* _Page_
----------
Manuel Alvarez Bravo is considered Mexico's greatest photographer. This
group of black and white photographs reflects daily life in the city
and in the countryside. Elegant and rich in texture, Bravo's images isolate
the poetic, telling detail--the lyrical shape of a plant's leaves, the
interlocking forms of an adobe entranceway, the pattern of people against
the horizon. These brilliantly composed images have a sense of stopping
time.
35 works, ca. 125 running feet, single hung
From Cherry Blossoms to Snow Gardens:
The Floating World of Traditional Japanese Prints

This exhibition features 35 exquisite woodblock prints by famed ukiyo-e
masters of the mid-19th century, including Utagawa Hiroshige, Utagawa
Kunisada, Utagawa Kuniyoshi, and Katsushika Hokusai. Through vibrant
images of landscape, travel, commerce and leisure, these artists documented
the everyday life of Edo (present day Tokyo). Among the many subjects
represented in From Cherry Blossoms to Snow Gardens are sumo wrestlers,
logging and bamboo harvesting, images of the passing seasons, fireworks,
and boating.
----------
* _Exercises to complete_
A) In the exhibition descriptions, what present-day city corresponds to Edo?
B) Extend the exhibition descriptions by adding text after their final sentence.

* _Dataset rows_
----------
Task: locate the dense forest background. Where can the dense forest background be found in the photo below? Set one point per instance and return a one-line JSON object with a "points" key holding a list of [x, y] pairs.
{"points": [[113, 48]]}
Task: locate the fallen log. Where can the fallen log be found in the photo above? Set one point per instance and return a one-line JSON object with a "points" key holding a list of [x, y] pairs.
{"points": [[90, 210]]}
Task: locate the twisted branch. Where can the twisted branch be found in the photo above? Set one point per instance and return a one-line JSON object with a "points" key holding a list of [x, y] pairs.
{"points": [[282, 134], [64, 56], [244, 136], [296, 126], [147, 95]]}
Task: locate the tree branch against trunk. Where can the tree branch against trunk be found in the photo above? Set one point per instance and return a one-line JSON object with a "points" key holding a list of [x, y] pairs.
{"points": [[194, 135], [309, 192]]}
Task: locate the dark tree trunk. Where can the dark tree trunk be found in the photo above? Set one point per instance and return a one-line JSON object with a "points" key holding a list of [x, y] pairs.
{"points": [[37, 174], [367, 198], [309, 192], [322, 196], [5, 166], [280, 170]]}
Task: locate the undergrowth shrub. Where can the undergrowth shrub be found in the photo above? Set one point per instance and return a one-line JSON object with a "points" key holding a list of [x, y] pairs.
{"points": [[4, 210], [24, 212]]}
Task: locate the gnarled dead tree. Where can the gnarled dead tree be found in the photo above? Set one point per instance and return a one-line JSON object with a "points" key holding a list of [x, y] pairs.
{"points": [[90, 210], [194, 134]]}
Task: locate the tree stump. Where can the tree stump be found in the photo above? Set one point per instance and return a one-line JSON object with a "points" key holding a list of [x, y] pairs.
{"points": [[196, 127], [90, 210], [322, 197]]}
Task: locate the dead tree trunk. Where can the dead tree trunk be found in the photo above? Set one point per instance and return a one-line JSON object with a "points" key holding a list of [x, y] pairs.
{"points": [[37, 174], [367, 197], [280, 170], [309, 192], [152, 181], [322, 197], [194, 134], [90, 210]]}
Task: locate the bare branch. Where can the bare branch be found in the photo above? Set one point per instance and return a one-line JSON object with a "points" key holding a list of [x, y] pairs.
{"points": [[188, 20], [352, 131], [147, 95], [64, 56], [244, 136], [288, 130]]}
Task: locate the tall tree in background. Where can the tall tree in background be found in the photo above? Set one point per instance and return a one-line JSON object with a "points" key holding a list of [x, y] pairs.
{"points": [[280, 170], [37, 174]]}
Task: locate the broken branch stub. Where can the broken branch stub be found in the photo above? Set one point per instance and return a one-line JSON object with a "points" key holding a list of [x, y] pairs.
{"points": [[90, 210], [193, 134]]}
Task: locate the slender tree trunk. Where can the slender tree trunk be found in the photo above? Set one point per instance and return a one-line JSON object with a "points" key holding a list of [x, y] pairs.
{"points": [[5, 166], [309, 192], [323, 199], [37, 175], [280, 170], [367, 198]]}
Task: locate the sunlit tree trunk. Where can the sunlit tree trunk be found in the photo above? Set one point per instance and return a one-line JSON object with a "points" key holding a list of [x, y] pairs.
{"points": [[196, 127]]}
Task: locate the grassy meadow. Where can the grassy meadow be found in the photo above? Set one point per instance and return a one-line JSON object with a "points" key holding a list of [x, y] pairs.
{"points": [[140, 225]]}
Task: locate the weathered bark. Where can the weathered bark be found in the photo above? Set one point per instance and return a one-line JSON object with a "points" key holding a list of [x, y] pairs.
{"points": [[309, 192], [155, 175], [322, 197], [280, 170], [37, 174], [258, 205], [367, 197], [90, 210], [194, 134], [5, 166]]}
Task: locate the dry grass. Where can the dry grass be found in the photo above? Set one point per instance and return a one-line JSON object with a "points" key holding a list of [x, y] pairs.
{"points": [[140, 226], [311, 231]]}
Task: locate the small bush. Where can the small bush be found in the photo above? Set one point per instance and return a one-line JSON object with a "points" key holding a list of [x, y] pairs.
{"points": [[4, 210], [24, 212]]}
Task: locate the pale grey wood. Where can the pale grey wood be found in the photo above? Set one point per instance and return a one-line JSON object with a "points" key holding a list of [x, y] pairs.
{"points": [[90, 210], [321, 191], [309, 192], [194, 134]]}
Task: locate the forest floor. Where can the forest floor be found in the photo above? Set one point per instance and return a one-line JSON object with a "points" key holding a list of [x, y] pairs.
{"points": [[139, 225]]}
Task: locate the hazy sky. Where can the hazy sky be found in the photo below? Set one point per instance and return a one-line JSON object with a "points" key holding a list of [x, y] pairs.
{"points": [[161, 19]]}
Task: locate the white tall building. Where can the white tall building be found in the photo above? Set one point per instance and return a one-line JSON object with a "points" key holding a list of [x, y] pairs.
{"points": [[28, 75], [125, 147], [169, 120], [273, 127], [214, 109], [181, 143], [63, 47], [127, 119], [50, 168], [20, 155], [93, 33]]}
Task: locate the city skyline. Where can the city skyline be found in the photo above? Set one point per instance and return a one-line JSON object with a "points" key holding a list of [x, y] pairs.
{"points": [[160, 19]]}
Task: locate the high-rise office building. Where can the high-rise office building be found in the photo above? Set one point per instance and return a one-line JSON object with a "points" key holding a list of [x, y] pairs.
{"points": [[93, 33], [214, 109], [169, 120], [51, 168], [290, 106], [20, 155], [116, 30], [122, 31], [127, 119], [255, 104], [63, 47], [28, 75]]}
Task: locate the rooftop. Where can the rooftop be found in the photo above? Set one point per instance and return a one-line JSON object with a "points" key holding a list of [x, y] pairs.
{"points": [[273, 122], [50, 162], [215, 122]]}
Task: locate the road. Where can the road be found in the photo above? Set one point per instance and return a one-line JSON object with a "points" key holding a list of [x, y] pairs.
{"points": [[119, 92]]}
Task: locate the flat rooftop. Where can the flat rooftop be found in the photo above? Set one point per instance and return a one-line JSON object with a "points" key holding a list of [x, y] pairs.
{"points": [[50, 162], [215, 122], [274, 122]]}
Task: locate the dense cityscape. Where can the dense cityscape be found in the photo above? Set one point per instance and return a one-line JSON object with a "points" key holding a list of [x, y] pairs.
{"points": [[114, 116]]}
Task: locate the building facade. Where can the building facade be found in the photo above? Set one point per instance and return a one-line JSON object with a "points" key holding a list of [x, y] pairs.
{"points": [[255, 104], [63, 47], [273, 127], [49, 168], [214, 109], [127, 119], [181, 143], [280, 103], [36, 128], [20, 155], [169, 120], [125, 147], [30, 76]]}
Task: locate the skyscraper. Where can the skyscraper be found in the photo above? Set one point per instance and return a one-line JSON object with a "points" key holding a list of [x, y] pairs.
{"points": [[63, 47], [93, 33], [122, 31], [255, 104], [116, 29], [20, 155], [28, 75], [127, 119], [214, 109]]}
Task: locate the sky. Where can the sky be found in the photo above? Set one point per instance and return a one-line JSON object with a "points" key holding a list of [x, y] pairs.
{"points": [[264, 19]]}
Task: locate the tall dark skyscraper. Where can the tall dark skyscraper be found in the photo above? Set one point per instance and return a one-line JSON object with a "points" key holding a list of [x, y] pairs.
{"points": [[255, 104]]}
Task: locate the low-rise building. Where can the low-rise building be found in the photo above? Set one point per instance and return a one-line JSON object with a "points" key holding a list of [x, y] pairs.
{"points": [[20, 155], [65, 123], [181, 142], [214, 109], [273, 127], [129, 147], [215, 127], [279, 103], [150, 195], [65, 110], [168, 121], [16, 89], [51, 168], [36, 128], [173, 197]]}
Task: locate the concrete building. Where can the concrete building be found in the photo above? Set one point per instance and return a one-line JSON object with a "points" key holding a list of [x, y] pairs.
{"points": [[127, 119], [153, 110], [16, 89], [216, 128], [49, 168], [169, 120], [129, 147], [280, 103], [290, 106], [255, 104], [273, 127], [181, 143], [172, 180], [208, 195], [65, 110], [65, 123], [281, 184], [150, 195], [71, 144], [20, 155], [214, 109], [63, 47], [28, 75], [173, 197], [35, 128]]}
----------
* _Outputs by task_
A) Tokyo

B)
The tradition of ukiyo-e (which translates as "pictures of the
floating world") began with the rise of the Edo period, in the late
17th century. Ukiyo-e prints offered inexpensive, popular artwork
for the rising prosperous, literate merchant class. Included in the exhibition
are selections from Hiroshige’s series "Fifty-three Stations
of the Tokaido," "One Hundred Views of Famous Places in Edo," and "Fashionable
Genji."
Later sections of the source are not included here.